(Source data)
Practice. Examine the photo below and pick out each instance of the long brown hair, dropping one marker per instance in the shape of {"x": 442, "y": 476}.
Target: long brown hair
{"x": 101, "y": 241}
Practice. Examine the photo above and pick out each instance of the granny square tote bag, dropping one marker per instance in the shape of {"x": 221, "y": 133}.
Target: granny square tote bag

> [Task prompt]: Can you rewrite every line of the material above, requests included, multiplying each coordinate in the answers by 1.1 and rounding to whole numbers with halves rounded up? Keep the numbers in the requests and their format samples unchanged.

> [Result of the exercise]:
Practice. Examine the photo below and pick out each instance of the long brown hair, dropping one marker per instance in the shape of {"x": 442, "y": 476}.
Target: long brown hair
{"x": 111, "y": 265}
Practice. Examine the photo above and pick out each instance of the granny square tote bag, dropping one marker per instance in the shape of {"x": 221, "y": 133}.
Target: granny square tote bag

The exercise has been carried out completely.